--- Extracted data ---

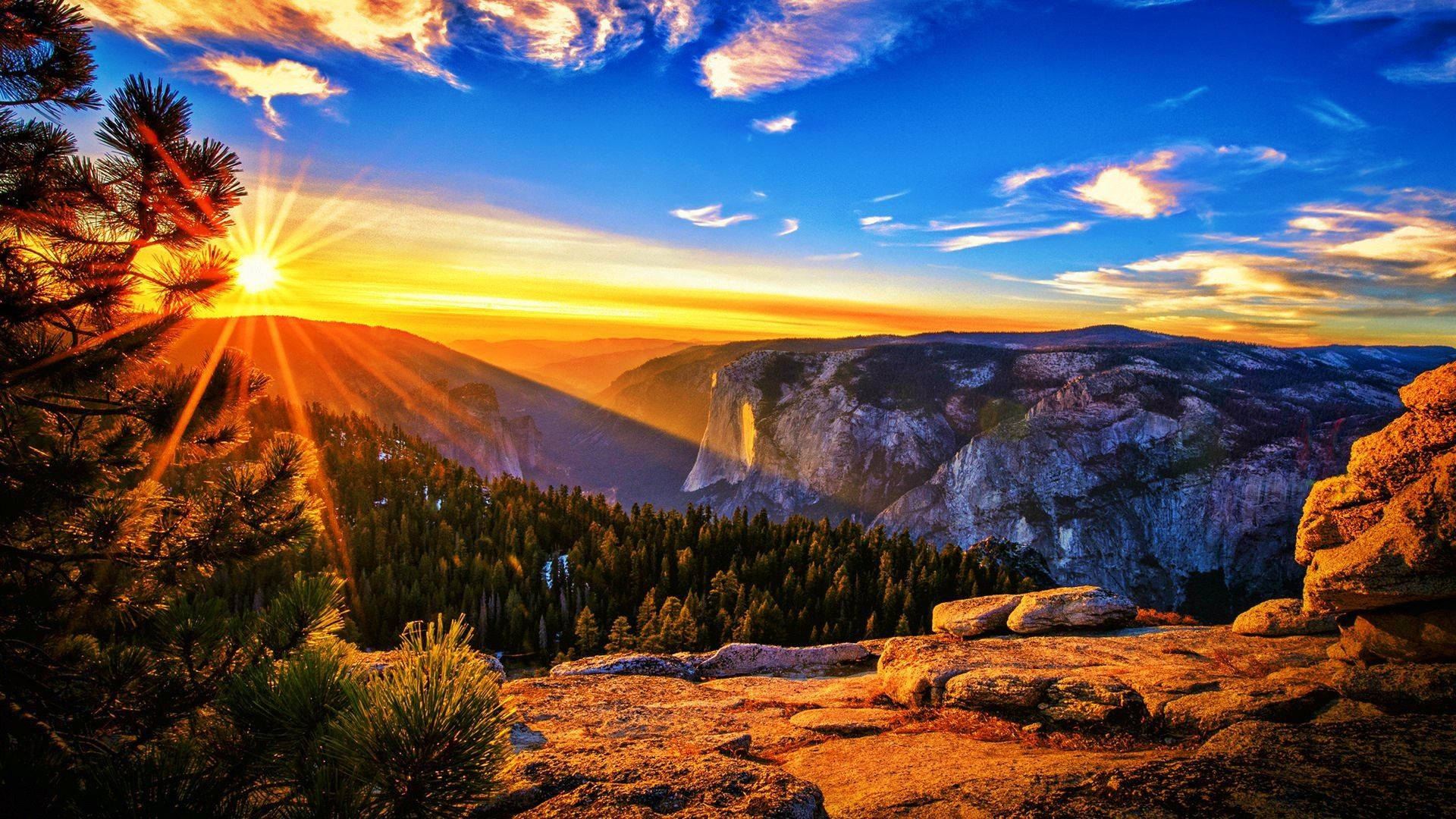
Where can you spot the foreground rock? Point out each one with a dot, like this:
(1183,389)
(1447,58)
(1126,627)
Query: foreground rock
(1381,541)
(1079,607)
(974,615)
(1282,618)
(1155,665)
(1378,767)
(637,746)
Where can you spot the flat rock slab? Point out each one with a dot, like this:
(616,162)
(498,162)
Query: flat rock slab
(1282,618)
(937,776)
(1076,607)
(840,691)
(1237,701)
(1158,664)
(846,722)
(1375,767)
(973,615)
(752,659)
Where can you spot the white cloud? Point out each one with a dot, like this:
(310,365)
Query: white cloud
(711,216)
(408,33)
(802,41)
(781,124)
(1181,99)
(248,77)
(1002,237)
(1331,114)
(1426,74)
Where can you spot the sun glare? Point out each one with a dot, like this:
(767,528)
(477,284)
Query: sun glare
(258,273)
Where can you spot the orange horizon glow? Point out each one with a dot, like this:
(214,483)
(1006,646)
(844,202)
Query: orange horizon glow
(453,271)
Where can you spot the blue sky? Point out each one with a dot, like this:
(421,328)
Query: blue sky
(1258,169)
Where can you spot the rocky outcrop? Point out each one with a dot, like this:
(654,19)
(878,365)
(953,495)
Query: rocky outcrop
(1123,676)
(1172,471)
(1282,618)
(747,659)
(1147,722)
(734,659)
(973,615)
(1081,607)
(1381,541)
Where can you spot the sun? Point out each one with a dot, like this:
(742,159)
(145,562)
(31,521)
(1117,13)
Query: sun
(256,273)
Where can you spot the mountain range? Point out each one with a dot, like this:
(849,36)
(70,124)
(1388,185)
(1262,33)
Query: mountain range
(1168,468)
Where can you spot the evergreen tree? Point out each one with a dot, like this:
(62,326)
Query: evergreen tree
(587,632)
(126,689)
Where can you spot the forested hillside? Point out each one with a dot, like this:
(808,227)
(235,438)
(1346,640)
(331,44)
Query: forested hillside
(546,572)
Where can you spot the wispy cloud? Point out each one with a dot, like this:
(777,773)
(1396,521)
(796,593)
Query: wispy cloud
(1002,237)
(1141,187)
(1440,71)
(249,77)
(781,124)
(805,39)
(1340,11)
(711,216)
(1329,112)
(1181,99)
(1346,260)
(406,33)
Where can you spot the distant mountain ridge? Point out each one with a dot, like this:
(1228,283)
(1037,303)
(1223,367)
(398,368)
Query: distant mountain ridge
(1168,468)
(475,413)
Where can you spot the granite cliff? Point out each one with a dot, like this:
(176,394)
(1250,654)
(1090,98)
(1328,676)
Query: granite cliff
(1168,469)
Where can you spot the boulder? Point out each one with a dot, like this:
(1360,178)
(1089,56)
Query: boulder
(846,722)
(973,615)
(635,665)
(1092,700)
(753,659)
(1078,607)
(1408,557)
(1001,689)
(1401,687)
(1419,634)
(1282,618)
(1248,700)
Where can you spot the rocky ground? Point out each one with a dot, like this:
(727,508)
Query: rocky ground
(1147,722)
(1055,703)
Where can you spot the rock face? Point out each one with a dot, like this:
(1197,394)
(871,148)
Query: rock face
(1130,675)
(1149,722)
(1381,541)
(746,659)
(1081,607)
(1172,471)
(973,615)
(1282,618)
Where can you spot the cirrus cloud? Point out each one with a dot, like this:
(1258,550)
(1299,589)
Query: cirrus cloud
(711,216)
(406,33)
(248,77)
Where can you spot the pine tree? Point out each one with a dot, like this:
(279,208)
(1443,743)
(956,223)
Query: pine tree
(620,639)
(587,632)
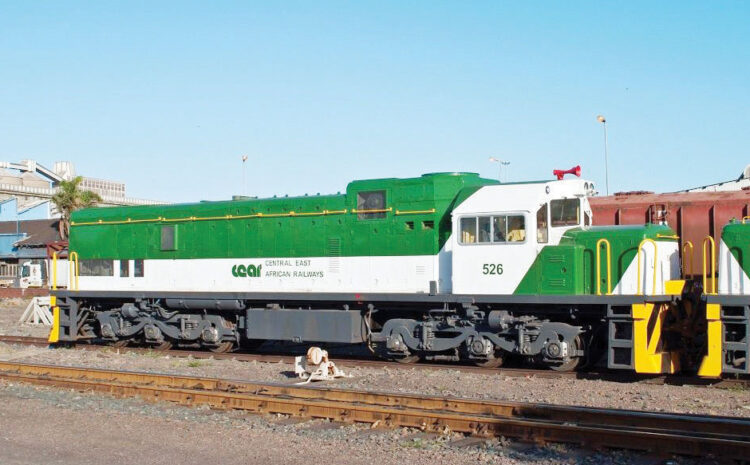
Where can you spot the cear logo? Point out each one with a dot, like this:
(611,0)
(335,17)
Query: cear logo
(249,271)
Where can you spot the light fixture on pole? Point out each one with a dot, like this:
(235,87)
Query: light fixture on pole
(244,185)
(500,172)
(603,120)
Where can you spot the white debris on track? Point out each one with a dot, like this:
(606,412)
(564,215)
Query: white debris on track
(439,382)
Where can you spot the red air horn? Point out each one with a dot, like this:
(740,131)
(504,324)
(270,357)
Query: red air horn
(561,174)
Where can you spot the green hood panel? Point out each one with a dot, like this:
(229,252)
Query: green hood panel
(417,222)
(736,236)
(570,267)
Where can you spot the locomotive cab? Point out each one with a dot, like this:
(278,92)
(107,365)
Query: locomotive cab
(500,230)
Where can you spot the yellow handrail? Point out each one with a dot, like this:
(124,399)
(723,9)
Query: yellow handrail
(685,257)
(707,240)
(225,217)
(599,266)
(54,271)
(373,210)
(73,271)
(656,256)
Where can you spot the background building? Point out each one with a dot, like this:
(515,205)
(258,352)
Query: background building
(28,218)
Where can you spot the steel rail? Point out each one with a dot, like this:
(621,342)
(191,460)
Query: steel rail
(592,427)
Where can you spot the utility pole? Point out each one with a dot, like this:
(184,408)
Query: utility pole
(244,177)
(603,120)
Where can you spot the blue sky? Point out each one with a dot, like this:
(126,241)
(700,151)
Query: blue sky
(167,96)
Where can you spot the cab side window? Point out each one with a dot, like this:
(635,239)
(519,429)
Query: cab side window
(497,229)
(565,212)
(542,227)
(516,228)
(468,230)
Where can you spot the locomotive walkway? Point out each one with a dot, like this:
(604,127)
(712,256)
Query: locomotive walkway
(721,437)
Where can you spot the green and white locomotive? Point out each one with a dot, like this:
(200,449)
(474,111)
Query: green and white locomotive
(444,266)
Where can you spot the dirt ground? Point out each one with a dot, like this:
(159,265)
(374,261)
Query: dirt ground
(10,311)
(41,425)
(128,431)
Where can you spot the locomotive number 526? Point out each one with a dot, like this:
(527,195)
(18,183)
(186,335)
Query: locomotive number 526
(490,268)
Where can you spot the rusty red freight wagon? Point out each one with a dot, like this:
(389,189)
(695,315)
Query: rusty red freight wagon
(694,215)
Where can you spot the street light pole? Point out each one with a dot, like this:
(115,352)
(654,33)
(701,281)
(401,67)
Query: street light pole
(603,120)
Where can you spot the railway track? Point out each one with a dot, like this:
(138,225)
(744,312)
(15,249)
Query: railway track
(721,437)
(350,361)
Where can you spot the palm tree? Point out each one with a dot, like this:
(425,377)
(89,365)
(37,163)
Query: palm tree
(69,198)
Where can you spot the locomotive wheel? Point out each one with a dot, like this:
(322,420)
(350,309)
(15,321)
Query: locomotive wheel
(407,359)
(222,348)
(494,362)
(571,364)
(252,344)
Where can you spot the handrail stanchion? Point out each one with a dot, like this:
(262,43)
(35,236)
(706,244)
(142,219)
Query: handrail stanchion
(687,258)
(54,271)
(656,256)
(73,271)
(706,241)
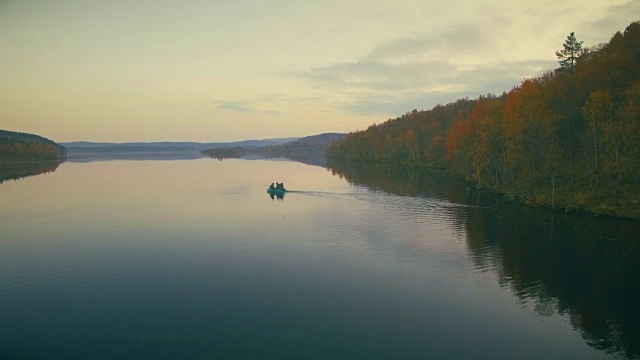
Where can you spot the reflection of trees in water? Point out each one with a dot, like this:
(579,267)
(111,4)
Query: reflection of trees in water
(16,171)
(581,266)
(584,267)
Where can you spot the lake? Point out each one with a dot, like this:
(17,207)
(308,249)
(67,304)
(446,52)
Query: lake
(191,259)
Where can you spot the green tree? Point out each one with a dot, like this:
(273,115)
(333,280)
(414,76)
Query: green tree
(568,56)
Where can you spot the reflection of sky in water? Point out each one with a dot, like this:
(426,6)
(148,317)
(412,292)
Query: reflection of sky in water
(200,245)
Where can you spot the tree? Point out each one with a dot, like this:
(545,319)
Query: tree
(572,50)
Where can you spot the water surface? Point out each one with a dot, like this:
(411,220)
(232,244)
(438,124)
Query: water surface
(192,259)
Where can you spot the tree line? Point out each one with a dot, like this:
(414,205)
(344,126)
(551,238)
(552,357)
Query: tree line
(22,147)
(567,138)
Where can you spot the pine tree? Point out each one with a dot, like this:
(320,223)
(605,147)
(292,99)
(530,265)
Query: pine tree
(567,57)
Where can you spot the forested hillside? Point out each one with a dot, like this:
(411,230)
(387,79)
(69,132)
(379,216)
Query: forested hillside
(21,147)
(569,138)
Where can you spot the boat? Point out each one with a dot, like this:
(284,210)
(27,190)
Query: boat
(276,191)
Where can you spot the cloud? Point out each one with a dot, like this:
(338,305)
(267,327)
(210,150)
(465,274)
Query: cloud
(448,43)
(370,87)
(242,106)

---

*What to produce*. Starting at the line that has "Query: railway track" and ending at the line that has "Where can you spot the locomotive wheel?", please write out the lines above exactly, leaving out all others.

*Problem solution*.
Query: railway track
(721,437)
(350,361)
Where can you spot the palm tree? Point out each one with a dot, like this:
(425,377)
(89,365)
(37,163)
Query: palm tree
(69,198)
Where can you spot the locomotive wheel? Point out each one with a dot, like this:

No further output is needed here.